아래 목록에서 "the green apple" 문구가 있는 줄부터 "154 0 417 264" 문구가 있는 줄까지, 양 끝 줄을 포함해 각 줄을 문자열 하나로 삼은 JSON 리스트로 나타내세요. 빈 줄은 넣지 마세요.

(이어지는 목록)
··········
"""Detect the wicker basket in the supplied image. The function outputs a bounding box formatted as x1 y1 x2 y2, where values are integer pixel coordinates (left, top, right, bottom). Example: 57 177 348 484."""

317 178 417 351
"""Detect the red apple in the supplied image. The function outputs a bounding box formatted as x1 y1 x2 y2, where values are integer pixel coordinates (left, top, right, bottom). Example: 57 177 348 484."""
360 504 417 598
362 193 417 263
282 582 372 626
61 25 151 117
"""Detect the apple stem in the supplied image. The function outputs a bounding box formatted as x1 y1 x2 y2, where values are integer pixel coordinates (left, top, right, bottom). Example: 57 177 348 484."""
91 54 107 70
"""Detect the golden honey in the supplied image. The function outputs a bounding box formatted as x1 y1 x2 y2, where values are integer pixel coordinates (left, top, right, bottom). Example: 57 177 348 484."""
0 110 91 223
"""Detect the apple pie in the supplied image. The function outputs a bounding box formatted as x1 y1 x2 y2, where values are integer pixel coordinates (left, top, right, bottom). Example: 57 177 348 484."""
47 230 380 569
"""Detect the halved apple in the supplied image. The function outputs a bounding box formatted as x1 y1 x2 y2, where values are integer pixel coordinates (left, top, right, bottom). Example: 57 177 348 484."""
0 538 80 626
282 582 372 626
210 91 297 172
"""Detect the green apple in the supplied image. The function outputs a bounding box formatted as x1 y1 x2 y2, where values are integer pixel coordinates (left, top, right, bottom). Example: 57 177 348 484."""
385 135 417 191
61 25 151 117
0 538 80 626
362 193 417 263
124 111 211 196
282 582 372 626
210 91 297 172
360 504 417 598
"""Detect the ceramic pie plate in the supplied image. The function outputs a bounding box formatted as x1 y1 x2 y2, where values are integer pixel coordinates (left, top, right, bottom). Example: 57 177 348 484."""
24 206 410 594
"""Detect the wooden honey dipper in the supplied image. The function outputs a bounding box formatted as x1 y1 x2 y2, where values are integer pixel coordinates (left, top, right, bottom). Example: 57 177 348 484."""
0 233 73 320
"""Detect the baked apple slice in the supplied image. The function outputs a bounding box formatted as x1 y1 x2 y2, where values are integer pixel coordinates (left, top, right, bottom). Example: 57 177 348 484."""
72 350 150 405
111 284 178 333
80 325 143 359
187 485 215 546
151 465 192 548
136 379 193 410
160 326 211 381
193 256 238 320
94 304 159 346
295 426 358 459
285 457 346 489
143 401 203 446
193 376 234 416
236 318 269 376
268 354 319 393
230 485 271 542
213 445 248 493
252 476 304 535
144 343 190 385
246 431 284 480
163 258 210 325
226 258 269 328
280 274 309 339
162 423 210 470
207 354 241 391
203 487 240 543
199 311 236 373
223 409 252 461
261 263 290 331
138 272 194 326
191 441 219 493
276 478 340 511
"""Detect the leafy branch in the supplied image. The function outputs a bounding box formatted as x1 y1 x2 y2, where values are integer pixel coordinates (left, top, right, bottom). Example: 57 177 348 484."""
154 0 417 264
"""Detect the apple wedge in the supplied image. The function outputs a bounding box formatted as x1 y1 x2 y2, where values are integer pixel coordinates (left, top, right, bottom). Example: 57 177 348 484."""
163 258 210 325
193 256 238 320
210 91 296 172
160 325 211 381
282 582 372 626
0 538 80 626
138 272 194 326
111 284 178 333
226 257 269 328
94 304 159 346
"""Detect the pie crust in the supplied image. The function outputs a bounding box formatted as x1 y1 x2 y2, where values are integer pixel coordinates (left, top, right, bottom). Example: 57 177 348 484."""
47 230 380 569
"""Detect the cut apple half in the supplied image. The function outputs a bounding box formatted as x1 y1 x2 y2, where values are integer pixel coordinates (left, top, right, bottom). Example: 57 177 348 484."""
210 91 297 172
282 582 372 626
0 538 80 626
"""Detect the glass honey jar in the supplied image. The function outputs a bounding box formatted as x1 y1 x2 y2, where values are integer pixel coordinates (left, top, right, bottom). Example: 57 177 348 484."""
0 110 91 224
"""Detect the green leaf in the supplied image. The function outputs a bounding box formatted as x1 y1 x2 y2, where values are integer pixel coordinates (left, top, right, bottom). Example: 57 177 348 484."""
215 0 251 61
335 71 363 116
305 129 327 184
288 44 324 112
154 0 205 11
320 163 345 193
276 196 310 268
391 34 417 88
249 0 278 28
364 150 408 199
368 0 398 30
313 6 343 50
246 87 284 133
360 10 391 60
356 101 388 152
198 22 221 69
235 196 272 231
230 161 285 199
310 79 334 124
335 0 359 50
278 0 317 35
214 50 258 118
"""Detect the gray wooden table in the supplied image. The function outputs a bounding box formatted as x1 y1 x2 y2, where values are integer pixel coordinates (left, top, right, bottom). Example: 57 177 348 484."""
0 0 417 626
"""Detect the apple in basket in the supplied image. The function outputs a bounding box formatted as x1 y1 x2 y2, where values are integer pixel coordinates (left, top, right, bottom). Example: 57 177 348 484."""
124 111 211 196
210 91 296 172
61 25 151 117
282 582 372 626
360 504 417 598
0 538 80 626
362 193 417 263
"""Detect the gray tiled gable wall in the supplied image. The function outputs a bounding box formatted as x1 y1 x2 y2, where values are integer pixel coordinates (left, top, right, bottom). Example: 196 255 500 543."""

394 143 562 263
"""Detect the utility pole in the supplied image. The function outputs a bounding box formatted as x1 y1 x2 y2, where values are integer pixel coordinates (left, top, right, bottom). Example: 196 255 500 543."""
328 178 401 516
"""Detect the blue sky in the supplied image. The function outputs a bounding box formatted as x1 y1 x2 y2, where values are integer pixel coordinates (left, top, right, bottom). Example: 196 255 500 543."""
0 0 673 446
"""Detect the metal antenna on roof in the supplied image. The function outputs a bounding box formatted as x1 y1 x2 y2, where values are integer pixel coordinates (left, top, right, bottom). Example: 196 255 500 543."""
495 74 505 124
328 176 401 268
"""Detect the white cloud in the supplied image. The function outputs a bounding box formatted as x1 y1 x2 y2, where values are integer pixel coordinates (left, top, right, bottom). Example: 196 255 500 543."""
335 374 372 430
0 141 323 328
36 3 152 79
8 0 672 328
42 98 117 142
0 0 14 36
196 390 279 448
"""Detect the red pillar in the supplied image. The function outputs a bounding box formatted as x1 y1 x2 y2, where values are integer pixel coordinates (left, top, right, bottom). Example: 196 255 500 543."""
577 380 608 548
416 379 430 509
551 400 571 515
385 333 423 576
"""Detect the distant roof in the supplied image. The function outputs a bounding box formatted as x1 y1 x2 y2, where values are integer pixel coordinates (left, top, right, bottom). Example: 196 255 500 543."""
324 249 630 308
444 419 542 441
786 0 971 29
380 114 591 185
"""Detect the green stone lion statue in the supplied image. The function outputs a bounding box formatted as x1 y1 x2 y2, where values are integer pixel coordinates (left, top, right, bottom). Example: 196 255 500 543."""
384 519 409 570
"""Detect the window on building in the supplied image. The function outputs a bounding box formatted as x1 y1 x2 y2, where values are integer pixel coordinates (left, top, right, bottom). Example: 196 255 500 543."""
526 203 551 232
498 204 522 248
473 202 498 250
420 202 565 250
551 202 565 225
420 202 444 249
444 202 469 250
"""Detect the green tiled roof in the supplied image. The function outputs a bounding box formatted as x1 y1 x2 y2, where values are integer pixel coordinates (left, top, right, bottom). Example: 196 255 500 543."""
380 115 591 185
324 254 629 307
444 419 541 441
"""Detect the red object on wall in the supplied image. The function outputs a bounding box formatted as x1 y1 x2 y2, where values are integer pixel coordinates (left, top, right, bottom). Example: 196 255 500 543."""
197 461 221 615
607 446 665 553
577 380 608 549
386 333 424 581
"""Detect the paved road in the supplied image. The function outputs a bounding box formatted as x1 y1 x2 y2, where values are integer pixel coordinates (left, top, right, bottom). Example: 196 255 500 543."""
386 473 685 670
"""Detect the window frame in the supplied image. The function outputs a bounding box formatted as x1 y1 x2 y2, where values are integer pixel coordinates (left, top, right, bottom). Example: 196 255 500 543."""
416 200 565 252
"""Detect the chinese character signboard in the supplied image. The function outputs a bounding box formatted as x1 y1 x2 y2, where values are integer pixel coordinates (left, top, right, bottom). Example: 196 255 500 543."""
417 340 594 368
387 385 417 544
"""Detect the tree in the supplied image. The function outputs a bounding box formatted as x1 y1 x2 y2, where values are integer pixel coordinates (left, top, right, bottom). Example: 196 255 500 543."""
··········
- **정답 풀이**:
[
  "\"\"\"Detect the green apple in the supplied image. The function outputs a bounding box formatted as x1 y1 x2 y2, where values are integer pixel coordinates (left, top, right, bottom). Example: 57 177 348 484.\"\"\"",
  "385 135 417 191",
  "61 25 151 117",
  "0 538 80 626",
  "362 193 417 263",
  "124 111 211 196",
  "282 582 372 626",
  "210 91 297 172",
  "360 504 417 598",
  "\"\"\"Detect the ceramic pie plate in the supplied image. The function outputs a bounding box formatted as x1 y1 x2 y2, where values are integer pixel coordinates (left, top, right, bottom). Example: 57 177 348 484.\"\"\"",
  "24 206 410 594",
  "\"\"\"Detect the wooden honey dipper in the supplied image. The function outputs a bounding box formatted as x1 y1 x2 y2, where values are integer pixel coordinates (left, top, right, bottom). Example: 57 177 348 484.\"\"\"",
  "0 233 73 320",
  "\"\"\"Detect the baked apple slice in the supplied image. The function outputs a bounding box formatted as x1 y1 x2 y2, where values are integer pixel coordinates (left, top, right, bottom). Example: 57 177 348 484.\"\"\"",
  "72 350 150 405",
  "111 284 178 333",
  "80 325 143 359",
  "187 485 215 546",
  "151 465 192 548",
  "136 379 193 410",
  "160 326 211 381",
  "193 256 238 320",
  "94 304 159 346",
  "295 426 358 459",
  "285 457 346 489",
  "143 401 203 446",
  "193 376 234 416",
  "236 318 269 376",
  "268 354 319 393",
  "230 485 271 542",
  "213 445 248 493",
  "252 476 304 535",
  "144 343 190 385",
  "246 431 284 480",
  "163 258 210 325",
  "226 258 269 328",
  "280 274 309 339",
  "162 423 210 470",
  "207 354 241 391",
  "203 487 240 543",
  "199 311 236 373",
  "223 409 252 461",
  "261 263 290 331",
  "138 272 194 326",
  "191 441 219 493",
  "276 478 340 511",
  "\"\"\"Detect the leafy branch in the supplied image. The function outputs a bounding box formatted as x1 y1 x2 y2, where values are integer pixel coordinates (left, top, right, bottom). Example: 57 177 348 484.\"\"\"",
  "154 0 417 264"
]